### Task objective
Identify the line that contains "seed on tray" in the material. Output it and every line after it, unchanged, through the end.

──────

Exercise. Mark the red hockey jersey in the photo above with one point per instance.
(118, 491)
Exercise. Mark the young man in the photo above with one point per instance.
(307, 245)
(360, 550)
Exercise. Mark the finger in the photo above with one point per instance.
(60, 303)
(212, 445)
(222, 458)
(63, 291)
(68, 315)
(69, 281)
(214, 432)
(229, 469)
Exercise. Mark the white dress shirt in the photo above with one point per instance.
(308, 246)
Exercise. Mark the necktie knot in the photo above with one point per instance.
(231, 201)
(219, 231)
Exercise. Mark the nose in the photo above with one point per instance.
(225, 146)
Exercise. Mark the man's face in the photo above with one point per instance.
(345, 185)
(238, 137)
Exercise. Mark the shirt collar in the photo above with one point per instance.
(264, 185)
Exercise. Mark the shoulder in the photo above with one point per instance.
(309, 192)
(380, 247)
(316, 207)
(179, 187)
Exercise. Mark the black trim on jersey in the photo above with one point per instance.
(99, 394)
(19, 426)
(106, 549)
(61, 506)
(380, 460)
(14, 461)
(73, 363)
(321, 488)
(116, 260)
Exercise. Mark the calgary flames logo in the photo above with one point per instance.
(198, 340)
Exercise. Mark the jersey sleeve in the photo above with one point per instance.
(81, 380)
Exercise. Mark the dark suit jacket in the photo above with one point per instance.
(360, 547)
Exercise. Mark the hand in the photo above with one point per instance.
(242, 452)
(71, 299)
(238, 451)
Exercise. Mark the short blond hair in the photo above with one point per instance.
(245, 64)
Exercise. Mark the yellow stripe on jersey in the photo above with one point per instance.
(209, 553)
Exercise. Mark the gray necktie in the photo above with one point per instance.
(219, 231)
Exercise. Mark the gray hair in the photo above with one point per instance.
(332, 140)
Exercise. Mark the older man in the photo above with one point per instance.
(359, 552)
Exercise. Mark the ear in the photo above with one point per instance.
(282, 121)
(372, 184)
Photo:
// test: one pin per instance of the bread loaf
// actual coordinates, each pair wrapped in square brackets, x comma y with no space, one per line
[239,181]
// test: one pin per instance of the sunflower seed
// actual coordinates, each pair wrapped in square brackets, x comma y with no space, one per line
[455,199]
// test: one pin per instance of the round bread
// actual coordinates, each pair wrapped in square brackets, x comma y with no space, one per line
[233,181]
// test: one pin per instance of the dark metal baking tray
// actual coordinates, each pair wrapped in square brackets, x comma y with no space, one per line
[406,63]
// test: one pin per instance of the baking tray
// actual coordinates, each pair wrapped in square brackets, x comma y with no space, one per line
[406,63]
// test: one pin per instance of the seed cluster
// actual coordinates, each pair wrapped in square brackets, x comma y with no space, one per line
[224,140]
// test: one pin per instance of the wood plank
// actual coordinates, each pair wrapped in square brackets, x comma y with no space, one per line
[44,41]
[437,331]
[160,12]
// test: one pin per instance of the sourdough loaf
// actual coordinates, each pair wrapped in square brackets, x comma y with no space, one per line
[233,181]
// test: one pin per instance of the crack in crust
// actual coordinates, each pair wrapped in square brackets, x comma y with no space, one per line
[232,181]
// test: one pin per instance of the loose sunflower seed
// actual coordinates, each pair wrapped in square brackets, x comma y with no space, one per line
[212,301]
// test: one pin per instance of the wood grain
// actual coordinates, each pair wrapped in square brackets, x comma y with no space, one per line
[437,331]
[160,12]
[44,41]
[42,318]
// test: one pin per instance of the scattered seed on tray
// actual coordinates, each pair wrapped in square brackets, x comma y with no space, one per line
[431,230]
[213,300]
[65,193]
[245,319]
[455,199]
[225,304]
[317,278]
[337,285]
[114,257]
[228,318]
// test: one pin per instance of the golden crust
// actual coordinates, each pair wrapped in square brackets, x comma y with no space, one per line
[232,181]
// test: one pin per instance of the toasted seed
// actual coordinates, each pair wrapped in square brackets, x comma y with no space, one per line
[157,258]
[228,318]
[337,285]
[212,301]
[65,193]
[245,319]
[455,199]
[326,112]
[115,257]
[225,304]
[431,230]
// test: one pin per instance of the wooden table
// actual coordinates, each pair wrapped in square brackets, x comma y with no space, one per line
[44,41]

──────

### Answer to this problem
// test: one pin per instance of the scattered seed on tray
// actual coordinates, each pair wrapped in square brackets, x comma y with no space, one per line
[431,230]
[213,300]
[65,193]
[245,319]
[455,199]
[225,304]
[317,278]
[337,285]
[114,257]
[228,318]
// test: one pin per instance of the golden crust
// actual coordinates, each pair wrapped in square brackets, x comma y with no space, one per line
[232,181]
// test: one pin per instance of the toasted seed
// actual coordinates, each pair wrapped in square brackets, x comma y with no space, one per line
[157,258]
[228,318]
[337,285]
[212,301]
[65,193]
[245,319]
[455,199]
[326,112]
[115,257]
[225,304]
[431,230]
// test: one pin per instance of the wooden table
// actual coordinates, each pair wrapped in square brackets, x comma y with no space, one per line
[44,41]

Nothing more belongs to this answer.